# SET TASK:
Which lines in the data below contain the string "sock"? Extract each of those lines, treating uppercase and lowercase letters as distinct.

(Image annotation data)

_ _ _ _ _ _ _

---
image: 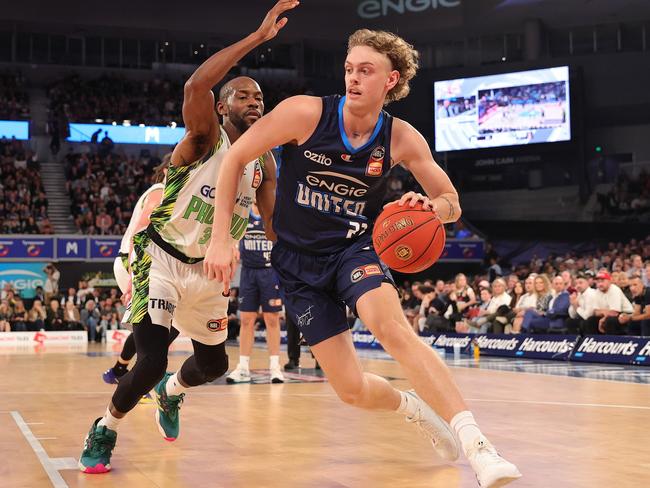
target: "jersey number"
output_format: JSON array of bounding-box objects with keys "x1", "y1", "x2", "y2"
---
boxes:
[{"x1": 345, "y1": 221, "x2": 368, "y2": 239}]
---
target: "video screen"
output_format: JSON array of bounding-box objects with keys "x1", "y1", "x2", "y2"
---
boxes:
[{"x1": 434, "y1": 66, "x2": 571, "y2": 151}]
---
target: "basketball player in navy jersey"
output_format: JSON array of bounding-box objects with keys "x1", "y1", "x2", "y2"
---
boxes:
[
  {"x1": 204, "y1": 29, "x2": 521, "y2": 487},
  {"x1": 226, "y1": 204, "x2": 284, "y2": 383}
]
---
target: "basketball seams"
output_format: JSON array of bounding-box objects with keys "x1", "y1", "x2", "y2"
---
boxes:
[
  {"x1": 391, "y1": 226, "x2": 442, "y2": 273},
  {"x1": 373, "y1": 214, "x2": 442, "y2": 260}
]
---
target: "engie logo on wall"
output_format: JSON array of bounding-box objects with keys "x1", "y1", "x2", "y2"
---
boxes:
[
  {"x1": 357, "y1": 0, "x2": 460, "y2": 19},
  {"x1": 0, "y1": 263, "x2": 47, "y2": 298}
]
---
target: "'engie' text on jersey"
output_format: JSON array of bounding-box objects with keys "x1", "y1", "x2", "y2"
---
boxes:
[{"x1": 296, "y1": 182, "x2": 366, "y2": 219}]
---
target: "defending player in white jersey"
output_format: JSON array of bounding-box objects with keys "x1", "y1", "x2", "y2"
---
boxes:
[
  {"x1": 79, "y1": 0, "x2": 297, "y2": 473},
  {"x1": 102, "y1": 158, "x2": 178, "y2": 384}
]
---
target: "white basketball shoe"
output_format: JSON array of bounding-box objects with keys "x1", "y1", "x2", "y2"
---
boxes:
[
  {"x1": 404, "y1": 390, "x2": 460, "y2": 461},
  {"x1": 467, "y1": 436, "x2": 521, "y2": 488}
]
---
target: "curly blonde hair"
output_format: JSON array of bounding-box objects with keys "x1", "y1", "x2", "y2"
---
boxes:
[{"x1": 348, "y1": 29, "x2": 420, "y2": 104}]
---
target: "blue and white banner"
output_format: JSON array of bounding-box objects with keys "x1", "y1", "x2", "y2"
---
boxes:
[
  {"x1": 56, "y1": 237, "x2": 88, "y2": 260},
  {"x1": 433, "y1": 333, "x2": 578, "y2": 360},
  {"x1": 68, "y1": 124, "x2": 185, "y2": 146},
  {"x1": 0, "y1": 120, "x2": 29, "y2": 141},
  {"x1": 0, "y1": 262, "x2": 47, "y2": 298},
  {"x1": 571, "y1": 336, "x2": 650, "y2": 366},
  {"x1": 0, "y1": 237, "x2": 54, "y2": 260},
  {"x1": 90, "y1": 237, "x2": 121, "y2": 259}
]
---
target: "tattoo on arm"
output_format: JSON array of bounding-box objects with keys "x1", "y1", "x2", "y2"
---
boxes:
[{"x1": 439, "y1": 195, "x2": 456, "y2": 219}]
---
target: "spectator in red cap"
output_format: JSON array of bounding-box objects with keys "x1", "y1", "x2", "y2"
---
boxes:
[{"x1": 590, "y1": 271, "x2": 634, "y2": 335}]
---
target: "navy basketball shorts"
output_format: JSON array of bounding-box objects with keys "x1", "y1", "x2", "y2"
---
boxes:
[
  {"x1": 239, "y1": 266, "x2": 282, "y2": 312},
  {"x1": 271, "y1": 239, "x2": 395, "y2": 346}
]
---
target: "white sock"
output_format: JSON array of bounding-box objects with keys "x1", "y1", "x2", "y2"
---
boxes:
[
  {"x1": 239, "y1": 356, "x2": 251, "y2": 371},
  {"x1": 449, "y1": 410, "x2": 483, "y2": 455},
  {"x1": 269, "y1": 356, "x2": 280, "y2": 369},
  {"x1": 165, "y1": 371, "x2": 187, "y2": 396},
  {"x1": 97, "y1": 408, "x2": 124, "y2": 431},
  {"x1": 395, "y1": 391, "x2": 418, "y2": 417}
]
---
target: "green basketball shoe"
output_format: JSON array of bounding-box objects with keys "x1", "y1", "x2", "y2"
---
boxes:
[
  {"x1": 153, "y1": 373, "x2": 185, "y2": 442},
  {"x1": 79, "y1": 417, "x2": 117, "y2": 474}
]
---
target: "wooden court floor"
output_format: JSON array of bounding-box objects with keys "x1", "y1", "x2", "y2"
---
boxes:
[{"x1": 0, "y1": 346, "x2": 650, "y2": 488}]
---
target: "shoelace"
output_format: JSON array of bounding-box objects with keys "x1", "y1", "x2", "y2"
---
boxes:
[
  {"x1": 406, "y1": 408, "x2": 439, "y2": 445},
  {"x1": 160, "y1": 393, "x2": 185, "y2": 416},
  {"x1": 469, "y1": 441, "x2": 502, "y2": 466},
  {"x1": 88, "y1": 431, "x2": 112, "y2": 456}
]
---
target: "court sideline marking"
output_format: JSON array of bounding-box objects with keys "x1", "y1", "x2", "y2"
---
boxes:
[{"x1": 9, "y1": 410, "x2": 71, "y2": 488}]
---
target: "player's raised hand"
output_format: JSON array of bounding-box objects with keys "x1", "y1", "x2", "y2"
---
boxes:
[
  {"x1": 257, "y1": 0, "x2": 300, "y2": 41},
  {"x1": 384, "y1": 191, "x2": 437, "y2": 213}
]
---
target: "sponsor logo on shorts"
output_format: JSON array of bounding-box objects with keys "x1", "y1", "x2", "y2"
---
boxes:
[
  {"x1": 206, "y1": 317, "x2": 228, "y2": 332},
  {"x1": 350, "y1": 264, "x2": 383, "y2": 283},
  {"x1": 149, "y1": 298, "x2": 176, "y2": 315},
  {"x1": 395, "y1": 244, "x2": 413, "y2": 261},
  {"x1": 366, "y1": 146, "x2": 386, "y2": 176}
]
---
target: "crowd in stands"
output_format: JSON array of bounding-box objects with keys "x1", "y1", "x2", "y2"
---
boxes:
[
  {"x1": 384, "y1": 237, "x2": 650, "y2": 336},
  {"x1": 0, "y1": 138, "x2": 54, "y2": 234},
  {"x1": 65, "y1": 145, "x2": 160, "y2": 235},
  {"x1": 0, "y1": 265, "x2": 126, "y2": 342},
  {"x1": 0, "y1": 71, "x2": 29, "y2": 120}
]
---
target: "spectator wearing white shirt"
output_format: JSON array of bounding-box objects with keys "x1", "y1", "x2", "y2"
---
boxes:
[
  {"x1": 590, "y1": 271, "x2": 634, "y2": 335},
  {"x1": 566, "y1": 274, "x2": 597, "y2": 334}
]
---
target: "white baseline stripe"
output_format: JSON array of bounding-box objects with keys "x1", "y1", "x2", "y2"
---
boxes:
[
  {"x1": 11, "y1": 411, "x2": 69, "y2": 488},
  {"x1": 465, "y1": 398, "x2": 650, "y2": 410}
]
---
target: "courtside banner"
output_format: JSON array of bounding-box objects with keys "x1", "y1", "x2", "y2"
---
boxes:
[
  {"x1": 0, "y1": 330, "x2": 88, "y2": 347},
  {"x1": 0, "y1": 236, "x2": 54, "y2": 260},
  {"x1": 571, "y1": 336, "x2": 650, "y2": 366},
  {"x1": 432, "y1": 333, "x2": 578, "y2": 360}
]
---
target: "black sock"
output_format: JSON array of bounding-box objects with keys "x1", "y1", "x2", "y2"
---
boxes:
[{"x1": 113, "y1": 361, "x2": 128, "y2": 376}]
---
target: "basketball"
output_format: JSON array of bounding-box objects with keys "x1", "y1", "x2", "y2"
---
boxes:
[{"x1": 372, "y1": 203, "x2": 445, "y2": 273}]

_ _ _ _ _ _ _

# FINISHED ANSWER:
target: "white sock"
target: "black sock"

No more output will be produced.